Referring expression pointing data:
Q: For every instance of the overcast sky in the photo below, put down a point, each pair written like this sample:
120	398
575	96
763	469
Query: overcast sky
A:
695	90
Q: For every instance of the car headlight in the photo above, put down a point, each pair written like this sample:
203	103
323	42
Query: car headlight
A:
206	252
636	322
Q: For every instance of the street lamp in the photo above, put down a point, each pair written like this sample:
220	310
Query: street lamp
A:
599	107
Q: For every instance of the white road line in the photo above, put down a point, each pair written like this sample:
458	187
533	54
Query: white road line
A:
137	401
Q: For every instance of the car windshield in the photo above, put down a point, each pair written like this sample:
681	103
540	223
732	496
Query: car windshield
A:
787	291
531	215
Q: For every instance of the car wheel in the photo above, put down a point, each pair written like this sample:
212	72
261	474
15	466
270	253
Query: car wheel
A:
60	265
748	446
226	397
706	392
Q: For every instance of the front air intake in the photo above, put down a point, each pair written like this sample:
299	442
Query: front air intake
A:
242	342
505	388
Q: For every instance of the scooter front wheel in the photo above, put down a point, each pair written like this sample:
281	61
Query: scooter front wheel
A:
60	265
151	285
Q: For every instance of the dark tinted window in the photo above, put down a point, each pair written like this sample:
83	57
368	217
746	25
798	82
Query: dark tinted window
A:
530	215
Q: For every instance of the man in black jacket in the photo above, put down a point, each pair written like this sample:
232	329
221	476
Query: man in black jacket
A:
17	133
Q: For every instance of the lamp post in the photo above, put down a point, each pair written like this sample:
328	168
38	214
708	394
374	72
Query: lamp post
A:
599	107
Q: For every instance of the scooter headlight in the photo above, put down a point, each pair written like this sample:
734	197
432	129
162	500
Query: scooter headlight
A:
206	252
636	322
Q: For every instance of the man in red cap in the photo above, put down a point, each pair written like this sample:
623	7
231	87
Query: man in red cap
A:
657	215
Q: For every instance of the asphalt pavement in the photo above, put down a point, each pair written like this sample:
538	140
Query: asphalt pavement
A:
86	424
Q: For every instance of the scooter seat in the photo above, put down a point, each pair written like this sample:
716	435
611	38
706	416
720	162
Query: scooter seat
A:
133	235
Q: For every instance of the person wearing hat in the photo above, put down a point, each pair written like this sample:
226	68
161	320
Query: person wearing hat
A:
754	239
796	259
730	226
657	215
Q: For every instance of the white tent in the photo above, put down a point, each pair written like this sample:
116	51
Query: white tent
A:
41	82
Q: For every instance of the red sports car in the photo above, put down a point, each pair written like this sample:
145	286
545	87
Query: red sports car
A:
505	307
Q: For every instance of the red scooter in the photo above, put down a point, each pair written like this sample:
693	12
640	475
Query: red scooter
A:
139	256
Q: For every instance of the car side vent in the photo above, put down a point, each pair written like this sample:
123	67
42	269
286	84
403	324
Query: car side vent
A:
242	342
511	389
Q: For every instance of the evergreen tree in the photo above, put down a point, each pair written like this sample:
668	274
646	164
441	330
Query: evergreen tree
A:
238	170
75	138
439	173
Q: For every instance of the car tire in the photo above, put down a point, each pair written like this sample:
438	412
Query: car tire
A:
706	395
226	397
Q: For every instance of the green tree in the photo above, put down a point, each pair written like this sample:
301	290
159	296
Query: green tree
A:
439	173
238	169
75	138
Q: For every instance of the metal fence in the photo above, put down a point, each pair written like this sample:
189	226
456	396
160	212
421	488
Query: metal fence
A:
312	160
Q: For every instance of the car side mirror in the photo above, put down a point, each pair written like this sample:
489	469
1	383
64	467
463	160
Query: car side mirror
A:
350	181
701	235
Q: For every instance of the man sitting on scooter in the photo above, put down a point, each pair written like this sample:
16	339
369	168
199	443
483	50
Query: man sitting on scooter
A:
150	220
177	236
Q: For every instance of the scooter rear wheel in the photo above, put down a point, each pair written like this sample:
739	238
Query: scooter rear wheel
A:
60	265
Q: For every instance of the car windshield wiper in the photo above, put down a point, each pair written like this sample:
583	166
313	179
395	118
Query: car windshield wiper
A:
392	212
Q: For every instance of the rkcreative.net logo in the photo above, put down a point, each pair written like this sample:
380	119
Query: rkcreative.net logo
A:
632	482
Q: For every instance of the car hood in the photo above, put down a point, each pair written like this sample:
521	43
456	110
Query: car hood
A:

• [EXERCISE DETAILS]
Precisely reproduce all the entries shown above.

• [RESULT]
Q: For every instance of the overcast sky in the photo below, put down a point, each pair written like this sample:
120	398
575	96
763	469
Query: overcast sky
A:
695	90
Q: For every instance of the car headlight in the photo above, put down a point, each pair written like this sample:
203	103
323	42
Query: car headlight
A:
206	252
636	322
Q: For every instance of the street lamp in the photo above, put down a point, each pair written like this sample:
220	310
Query: street lamp
A:
599	107
Q: For every instance of the white road line in the photo above, put down a point, each pair written like this sample:
458	187
533	54
Query: white road line
A:
137	401
Q: For every instance of the car windshield in the photo above, put down a point, each pair written like this sample:
681	103
540	223
732	496
Query: car windshield
A:
787	291
531	215
Q: For every instance of the car wheel in the photo above, put down a point, each pair written like this sample:
212	72
261	474
15	466
270	253
Query: car wheel
A:
60	265
748	446
226	397
706	392
Q: For every instance of the front air intake in the photo above, put down a point, each pair written like this sample:
299	442
Query: front air intake
A:
242	342
505	388
Q: For every instance of the scooter front wheel in the photo above, put down a point, each pair written like this sample:
281	61
Query: scooter front wheel
A:
60	265
151	285
Q: For every instance of the dark tinted window in the photo above, put down a point, each pair written like this sample:
83	57
368	217
746	25
798	82
Query: dark tinted window
A:
530	215
Q: For every instance of the man in black jacket in the photo above, put down a point, each pair written like this sample:
232	329
221	476
Query: man in black jacket
A:
17	133
Q: For every instance of the lamp post in the photo above, put down a point, each pair written like this sample:
328	168
38	214
708	394
374	72
Query: lamp post
A:
599	107
Q: For every instance of the scooter headlight in the photo above, put down a point, each pair written like this sample:
734	197
432	129
162	500
Query: scooter headlight
A:
206	252
636	322
Q: For every instance of the man in red cap in the photo above, put down a point, each pair written like this sample:
623	7
231	87
Query: man in red cap
A:
657	215
Q: For every instance of the asphalt pavement in the photo above, put down a point, each pair written like this sample:
538	140
Query: asphalt pavement
A:
86	424
Q: For every instance of the scooter seat in the photo above, put down a point, each pair written like this sample:
716	435
611	38
706	416
720	162
Query: scooter seat
A:
133	235
Q: For every instance of the person wearing hat in the photo above, put down a point, each pair written like this sample:
226	68
161	320
Query: person wearing hat
A:
754	239
796	259
730	226
657	215
Q: For every instance of the white tent in the photo above, put down a point, each pair written like this sample:
116	51
Query: white tent
A:
41	82
Q: For every instance of the red sports car in the photo above, put down a point, each pair written like this sample:
145	286
545	87
Query: red sports car
A:
505	307
Q: For every instance of the red scooter in the photo above, put down a point, each pair written like this sample:
693	12
640	475
Query: red scooter
A:
139	256
Q: For every instance of the car side vent in the photo above, put down a point, each pair written like this sample:
123	67
42	269
286	84
403	324
Query: car side vent
A:
242	342
511	389
Q: For every instance of the evergreen tree in the photo above, put down a point, each pair written like this sample:
668	274
646	164
441	330
Query: evergreen tree
A:
238	170
75	138
439	173
Q: For every instance of the car tire in the photo above, put down a point, each pair written like this sample:
438	412
Query: car tire
A:
706	395
226	397
Q: For every instance of the green tree in the photo above, put down a point, each pair written like this sample:
301	290
159	296
Query: green tree
A:
439	173
238	169
75	138
Q: For every instance of the metal fence in the photo above, put down a point, each pair written like this sample:
189	226
456	396
160	212
421	488
Query: metal fence
A:
312	160
Q: For every instance of the car side mirror in the photo above, put down a point, each pair written like this sample:
489	469
1	383
64	467
463	160
Query: car side mirror
A:
350	181
701	235
Q: For every instance of the man sitting on scooter in the photo above, put down a point, each pair written like this sample:
16	339
369	168
199	443
483	50
Query: man sitting on scooter
A:
150	220
177	236
Q: For every instance of the scooter rear wheel in the photo above, put down a point, each pair written like this sample:
739	238
Query: scooter rear wheel
A:
60	265
Q: For every instance of the car windshield wiper in the photo above, put down a point, each pair written like this sample:
583	166
313	179
395	118
Query: car windshield wiper
A:
392	212
Q: For every instance of the rkcreative.net logo in the photo above, put down a point, each pair written like this sample:
380	119
Query: rkcreative.net logo
A:
632	482
Q: For every instance of the car hood in the photo above, put down a point, each pair written like this sample:
521	43
456	110
Query: car hood
A:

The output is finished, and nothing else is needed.